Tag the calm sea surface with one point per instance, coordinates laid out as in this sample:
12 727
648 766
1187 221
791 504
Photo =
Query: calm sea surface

- _TO DO_
Reproduce the listing above, swapping "calm" for "choppy" wherever it occurs and leaving every other character untouched.

- _COMPLETE OUTPUT_
Tag the choppy sea surface with one point per instance, coordinates laid out as in this sample:
12 727
648 766
1187 221
791 504
Photo =
Query: choppy sea surface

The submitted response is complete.